= WRITTEN TASK =
Repeat the listing in full, exactly as it stands.
**********
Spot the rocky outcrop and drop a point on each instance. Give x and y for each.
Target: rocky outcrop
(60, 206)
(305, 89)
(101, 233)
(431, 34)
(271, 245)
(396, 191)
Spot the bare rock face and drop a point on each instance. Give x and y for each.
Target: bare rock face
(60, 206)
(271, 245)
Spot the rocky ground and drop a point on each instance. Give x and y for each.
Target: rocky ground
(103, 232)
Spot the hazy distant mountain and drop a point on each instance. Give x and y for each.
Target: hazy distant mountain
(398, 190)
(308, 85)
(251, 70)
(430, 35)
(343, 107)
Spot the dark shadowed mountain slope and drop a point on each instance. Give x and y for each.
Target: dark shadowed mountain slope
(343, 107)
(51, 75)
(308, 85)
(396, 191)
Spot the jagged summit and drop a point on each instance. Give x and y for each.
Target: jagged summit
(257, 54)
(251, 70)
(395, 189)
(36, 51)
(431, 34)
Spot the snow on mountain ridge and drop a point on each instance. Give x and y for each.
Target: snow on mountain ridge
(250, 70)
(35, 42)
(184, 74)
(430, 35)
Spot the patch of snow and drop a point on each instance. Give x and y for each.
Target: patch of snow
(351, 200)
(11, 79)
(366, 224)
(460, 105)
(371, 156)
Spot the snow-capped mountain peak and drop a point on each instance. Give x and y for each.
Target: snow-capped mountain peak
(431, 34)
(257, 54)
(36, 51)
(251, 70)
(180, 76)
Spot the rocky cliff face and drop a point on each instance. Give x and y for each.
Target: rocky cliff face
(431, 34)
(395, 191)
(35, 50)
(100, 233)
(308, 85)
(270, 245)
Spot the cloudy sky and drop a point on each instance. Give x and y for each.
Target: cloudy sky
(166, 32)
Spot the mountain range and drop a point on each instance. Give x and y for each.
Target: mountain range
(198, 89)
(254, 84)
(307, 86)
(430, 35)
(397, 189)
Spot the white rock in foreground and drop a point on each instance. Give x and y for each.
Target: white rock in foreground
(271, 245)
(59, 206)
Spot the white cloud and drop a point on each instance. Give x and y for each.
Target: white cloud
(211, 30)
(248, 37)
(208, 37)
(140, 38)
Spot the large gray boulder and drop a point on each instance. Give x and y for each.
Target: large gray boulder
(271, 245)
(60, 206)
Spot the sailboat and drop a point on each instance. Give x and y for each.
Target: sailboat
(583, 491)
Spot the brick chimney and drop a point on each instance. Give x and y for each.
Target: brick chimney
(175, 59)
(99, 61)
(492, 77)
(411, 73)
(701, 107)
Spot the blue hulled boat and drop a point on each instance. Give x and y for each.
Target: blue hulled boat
**********
= TASK SOLUTION =
Spot the rocky outcrop and drop a point on each instance. Give x and y for each.
Target: rocky outcrop
(60, 206)
(305, 89)
(101, 233)
(431, 34)
(271, 245)
(396, 191)
Spot the bare rock face and drop a point on each instance. Give x and y for each.
Target: bare rock face
(60, 206)
(271, 245)
Spot the rocky ground and drop a point on each instance. Give x and y for each.
Target: rocky ground
(103, 232)
Spot the hazy distant mountain and drop a point on each instance. Give x and y for each.
Target: hazy distant mountain
(398, 190)
(308, 85)
(251, 70)
(430, 35)
(343, 107)
Spot the dark shadowed mountain slope and drop a point on each instance. Give x and y for each.
Target: dark shadowed mountain slope
(343, 107)
(51, 75)
(308, 85)
(396, 191)
Spot the jagged summit and drop a point on each instance. Give x and y for each.
Target: jagged summit
(257, 54)
(251, 70)
(395, 189)
(36, 51)
(431, 34)
Spot the snow on mountain ridge and drop a point on each instance. Give x and y for each.
Target: snow on mountain ridge
(250, 70)
(35, 42)
(184, 74)
(430, 35)
Spot the patch of snow and drop a point on each instance. Give x and y for each.
Target: patch of snow
(351, 200)
(11, 79)
(366, 224)
(460, 105)
(371, 156)
Spot the snow-capped mountain peak and drop a point on each instance. Give x and y for each.
Target: snow-capped mountain peak
(431, 34)
(257, 54)
(36, 51)
(251, 70)
(180, 76)
Spot the rocky cliff face and drop a point on each instance. Give x and y for each.
Target: rocky cliff face
(431, 34)
(395, 191)
(35, 50)
(100, 233)
(308, 85)
(270, 245)
Spot the cloudy sky and drop a point on each instance. Give x and y for each.
Target: cloudy sky
(166, 32)
Spot the mountain range and drop a point on each instance. Give x and y for each.
Target: mountain range
(198, 89)
(254, 84)
(307, 86)
(430, 35)
(397, 189)
Spot the white rock in foreground and drop a point on each instance. Give x and y for each.
Target: white rock in foreground
(271, 245)
(59, 206)
Spot the white cloud and drop a point on each instance. Give x and y for each.
Target: white cloud
(211, 30)
(248, 37)
(208, 37)
(140, 38)
Spot the large gray boulder and drop a point on each instance. Give x and y for each.
Target: large gray boulder
(271, 245)
(60, 206)
Spot the sailboat and drop a point on each instance. Give x and y for each.
Target: sailboat
(583, 491)
Spot the brick chimney and drop a point on each instance. Give x and y for each.
Target: brick chimney
(175, 59)
(99, 61)
(492, 77)
(411, 73)
(701, 107)
Spot the blue hulled boat and drop a point on each instance. Give x and y for each.
Target: blue hulled boat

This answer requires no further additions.